## Work to be completed
Please write out the complete listing that follows, exactly as it reads.

## Supplied data
◆ ◆ ◆ ◆

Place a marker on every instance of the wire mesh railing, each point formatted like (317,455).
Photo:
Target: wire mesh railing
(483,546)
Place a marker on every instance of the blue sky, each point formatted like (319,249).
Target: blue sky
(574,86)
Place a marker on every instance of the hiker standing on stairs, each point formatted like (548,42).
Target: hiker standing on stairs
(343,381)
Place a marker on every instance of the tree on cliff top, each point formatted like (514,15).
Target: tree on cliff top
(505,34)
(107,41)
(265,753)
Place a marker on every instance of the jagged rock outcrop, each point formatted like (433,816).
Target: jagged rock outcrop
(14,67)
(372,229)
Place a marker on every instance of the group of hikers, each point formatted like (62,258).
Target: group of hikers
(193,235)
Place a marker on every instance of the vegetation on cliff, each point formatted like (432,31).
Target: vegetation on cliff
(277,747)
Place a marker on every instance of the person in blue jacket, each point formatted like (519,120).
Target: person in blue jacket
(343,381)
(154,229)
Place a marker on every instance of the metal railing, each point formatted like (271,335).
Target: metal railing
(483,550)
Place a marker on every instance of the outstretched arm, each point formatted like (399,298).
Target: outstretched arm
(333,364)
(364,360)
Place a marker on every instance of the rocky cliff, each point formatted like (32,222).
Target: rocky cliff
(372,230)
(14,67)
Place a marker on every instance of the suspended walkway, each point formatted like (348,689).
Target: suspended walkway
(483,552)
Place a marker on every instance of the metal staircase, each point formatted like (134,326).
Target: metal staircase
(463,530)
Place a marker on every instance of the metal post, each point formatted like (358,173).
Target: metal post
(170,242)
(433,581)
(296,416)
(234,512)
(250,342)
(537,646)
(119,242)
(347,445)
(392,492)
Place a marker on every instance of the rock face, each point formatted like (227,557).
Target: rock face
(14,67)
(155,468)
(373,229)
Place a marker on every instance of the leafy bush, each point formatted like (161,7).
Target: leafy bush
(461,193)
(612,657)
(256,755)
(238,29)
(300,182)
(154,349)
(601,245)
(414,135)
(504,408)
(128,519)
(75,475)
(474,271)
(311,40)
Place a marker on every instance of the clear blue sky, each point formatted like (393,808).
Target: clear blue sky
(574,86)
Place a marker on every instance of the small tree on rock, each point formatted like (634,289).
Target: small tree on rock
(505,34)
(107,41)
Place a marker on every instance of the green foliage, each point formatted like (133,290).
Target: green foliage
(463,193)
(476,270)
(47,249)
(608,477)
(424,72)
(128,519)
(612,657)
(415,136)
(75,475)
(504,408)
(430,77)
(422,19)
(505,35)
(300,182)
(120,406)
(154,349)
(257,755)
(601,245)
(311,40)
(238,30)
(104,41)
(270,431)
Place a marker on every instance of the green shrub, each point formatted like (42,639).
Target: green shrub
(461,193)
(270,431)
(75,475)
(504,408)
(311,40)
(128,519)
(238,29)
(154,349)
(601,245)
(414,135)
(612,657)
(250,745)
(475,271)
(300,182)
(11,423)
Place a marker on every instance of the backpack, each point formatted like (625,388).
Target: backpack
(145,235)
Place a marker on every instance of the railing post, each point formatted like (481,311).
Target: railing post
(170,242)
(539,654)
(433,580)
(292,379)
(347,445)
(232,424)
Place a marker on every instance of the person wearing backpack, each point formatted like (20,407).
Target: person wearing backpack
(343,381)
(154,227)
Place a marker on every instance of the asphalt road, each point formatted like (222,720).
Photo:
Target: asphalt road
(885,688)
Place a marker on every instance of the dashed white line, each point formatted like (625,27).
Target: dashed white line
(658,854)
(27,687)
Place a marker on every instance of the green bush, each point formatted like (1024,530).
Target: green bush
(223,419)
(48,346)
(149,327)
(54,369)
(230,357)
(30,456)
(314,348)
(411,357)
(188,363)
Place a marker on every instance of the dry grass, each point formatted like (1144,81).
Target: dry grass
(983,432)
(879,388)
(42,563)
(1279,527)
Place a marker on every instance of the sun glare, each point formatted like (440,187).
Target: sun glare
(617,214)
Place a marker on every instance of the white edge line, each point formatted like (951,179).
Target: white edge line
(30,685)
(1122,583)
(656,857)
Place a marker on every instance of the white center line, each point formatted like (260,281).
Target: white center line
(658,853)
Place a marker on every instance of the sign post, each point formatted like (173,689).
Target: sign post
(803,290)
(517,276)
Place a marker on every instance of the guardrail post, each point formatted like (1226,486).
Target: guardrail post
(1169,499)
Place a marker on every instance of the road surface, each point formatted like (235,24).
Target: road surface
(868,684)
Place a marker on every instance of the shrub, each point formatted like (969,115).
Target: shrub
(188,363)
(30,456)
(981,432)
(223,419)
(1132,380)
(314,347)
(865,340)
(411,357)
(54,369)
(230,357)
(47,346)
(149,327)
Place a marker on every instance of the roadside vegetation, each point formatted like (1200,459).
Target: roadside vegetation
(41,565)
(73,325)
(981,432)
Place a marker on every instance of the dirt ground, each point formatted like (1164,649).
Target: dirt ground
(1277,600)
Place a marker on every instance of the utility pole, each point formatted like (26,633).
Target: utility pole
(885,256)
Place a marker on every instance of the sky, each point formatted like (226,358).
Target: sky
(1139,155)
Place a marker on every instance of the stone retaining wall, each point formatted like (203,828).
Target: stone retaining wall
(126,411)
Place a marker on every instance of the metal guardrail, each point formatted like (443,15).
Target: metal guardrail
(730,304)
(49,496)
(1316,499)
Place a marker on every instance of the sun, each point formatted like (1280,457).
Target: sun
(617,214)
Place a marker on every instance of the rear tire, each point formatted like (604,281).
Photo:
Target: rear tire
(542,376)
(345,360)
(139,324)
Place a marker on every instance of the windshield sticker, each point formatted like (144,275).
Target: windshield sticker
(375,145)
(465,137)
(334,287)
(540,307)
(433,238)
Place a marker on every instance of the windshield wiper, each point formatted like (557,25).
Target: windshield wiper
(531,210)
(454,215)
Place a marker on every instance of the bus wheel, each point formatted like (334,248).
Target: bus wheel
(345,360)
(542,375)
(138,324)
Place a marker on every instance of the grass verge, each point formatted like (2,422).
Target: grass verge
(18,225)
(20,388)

◆ ◆ ◆ ◆

## The reply
Place a marker on every instance of the wire mesh railing, each point formatted like (317,455).
Photo:
Target: wire mesh railing
(483,546)
Place a marker on every instance of the blue sky, each point formatted like (319,249).
Target: blue sky
(574,86)
Place a marker on every instance of the hiker standing on stairs, each point formatted like (548,42).
Target: hiker standing on stairs
(343,381)
Place a marker on every instance of the tree on cliff top, each point formatted like (514,15).
Target: tree on cliff top
(505,34)
(107,41)
(265,753)
Place a marker on every instance of the jagged rock outcrop, each point formatted like (433,816).
Target: jagged rock outcrop
(14,67)
(372,229)
Place a marker on every instance of the group of hikers, each point formatted like (62,258).
Target: group of hikers
(193,235)
Place a marker on every instance of the vegetation on cliff, each point formatted like (432,31).
Target: vegetation on cliff
(277,747)
Place a marker on every instance of the person in blue jacket, each point formatted like (519,120).
Target: person in blue jacket
(343,381)
(154,229)
Place a marker on every instance of the metal railing, each point formatted like (271,335).
Target: metal railing
(483,550)
Place a marker on every instance of the outstretched arm, each point formatted like (399,298).
Target: outstretched arm
(333,364)
(364,360)
Place a marker on every instance of the rocky cliff, each point formatted like (32,222).
Target: rocky cliff
(372,230)
(14,67)
Place a marker on every instance of the suspended walkway, each point formatted like (348,689).
Target: suspended walkway
(483,552)
Place a marker on every instance of the metal staircase, each point formatted like (134,326).
Target: metal staircase
(463,530)
Place a marker on every instance of the metal post, each point formatted like (358,173).
Target: metal post
(170,242)
(433,581)
(296,416)
(234,512)
(250,342)
(537,646)
(119,242)
(347,445)
(392,492)
Place a marker on every instance of the rock face, each point formatted like (227,557).
Target: rock face
(14,67)
(155,468)
(373,229)
Place a marker on every instance of the leafy bush, each point formatted like (161,7).
Target: leafy bush
(461,193)
(612,657)
(256,755)
(238,29)
(300,182)
(154,349)
(601,245)
(414,135)
(504,408)
(128,519)
(75,475)
(474,271)
(311,40)
Place a marker on every instance of the clear blue sky, each point formatted like (393,808).
Target: clear blue sky
(574,86)
Place a marker on every instance of the small tree on rock, each point formatted like (634,289).
Target: small tree on rock
(505,34)
(107,41)
Place a marker on every instance of the green foliage, each point formatted like (133,290).
Target: green foliage
(463,193)
(476,270)
(47,249)
(608,477)
(424,72)
(128,519)
(612,657)
(415,136)
(75,475)
(504,408)
(430,77)
(422,19)
(505,35)
(300,182)
(120,406)
(154,349)
(257,755)
(601,245)
(311,40)
(238,30)
(104,41)
(270,431)
Place a marker on every instance of the green shrub, each point formatted like (42,639).
Target: green shrub
(461,193)
(270,431)
(75,475)
(504,408)
(311,40)
(128,519)
(238,29)
(154,349)
(601,245)
(414,135)
(612,657)
(250,745)
(475,271)
(300,182)
(11,423)
Place a marker on every instance of the backpack, each point formatted like (625,388).
Target: backpack
(145,235)
Place a marker on every instance of the railing post, each point formatted like (481,311).
Target: railing post
(170,242)
(539,654)
(433,580)
(292,379)
(347,445)
(232,424)
Place a marker on every instance of the person wearing backpack, each point formatted like (20,407).
Target: person wearing backpack
(343,381)
(154,227)
Place a marker on every instance of the asphalt road, each point formatted like (222,720).
Photo:
Target: asphalt road
(885,688)
Place a marker on every instance of the dashed white line, each point formatted like (625,27).
Target: dashed white line
(658,854)
(27,687)
Place a marker on every instance of the green bush, each point formatted like (1024,530).
Target: green bush
(223,419)
(48,346)
(149,327)
(54,369)
(230,357)
(30,456)
(314,348)
(411,357)
(188,363)
Place a marker on every instance of the dry grass, each point formatted like (1144,81).
Target: dry grass
(983,432)
(879,388)
(42,563)
(1279,527)
Place a marker on every instance of the sun glare, each point formatted like (440,187).
Target: sun glare
(617,214)
Place a marker on every instance of the white edge line, each point formatted like (951,179).
Target: white edge line
(30,685)
(1122,583)
(656,857)
Place a marker on every instance of the white center line, each point formatted like (260,281).
Target: white center line
(658,853)
Place a marker on every instance of the sign post, each point formatted like (173,689).
Target: sign post
(803,290)
(517,276)
Place a marker on every instance of the guardrail post, each point formatted like (1226,486).
Target: guardrail post
(1169,499)
Place a marker on every instance of the road surface, each point formatted like (235,24).
Target: road surface
(868,684)
Place a marker on every instance of the shrub, each point formatted like (969,115).
Target: shrub
(188,363)
(30,456)
(981,432)
(223,419)
(1132,380)
(314,347)
(865,340)
(411,357)
(54,369)
(230,357)
(47,346)
(149,327)
Place a marker on every instance of the roadside vegetation, each point formatted like (1200,459).
Target: roadside vegetation
(41,565)
(73,325)
(981,432)
Place a marker on every instance of the dirt ground, each point formatted like (1164,649).
Target: dirt ground
(1277,600)
Place a marker on every instance of the utility pole, each point formatted like (26,633).
Target: utility pole
(885,256)
Place a marker on every instance of the sky, each point formatted like (226,358).
Target: sky
(1139,155)
Place a marker on every instance of the stone retaining wall, each point formatted like (203,828).
Target: stone retaining wall
(126,411)
Place a marker on every instance of the metal guardrail, each point formatted like (443,15).
Target: metal guardrail
(730,304)
(49,496)
(1316,499)
Place a marker on every instance of the sun, each point formatted like (1280,457).
Target: sun
(617,214)
Place a marker on every instance of the rear tire, each point formatted like (604,281).
Photo:
Target: rear tire
(542,376)
(345,360)
(139,324)
Place a marker on every instance of the windshield sticker, each point formatted like (144,275).
Target: windshield sticker
(375,145)
(465,137)
(334,287)
(540,307)
(433,238)
Place a marker on every instance of the windshield wiper, each point formatted like (557,25).
Target: windshield wiper
(531,210)
(454,215)
Place a marker on every instance of the bus wheel, each point formatted like (334,248).
Target: bus wheel
(345,360)
(542,375)
(138,324)
Place a marker on every instance of the grass verge, each point formatted like (2,422).
Target: grass verge
(18,225)
(20,388)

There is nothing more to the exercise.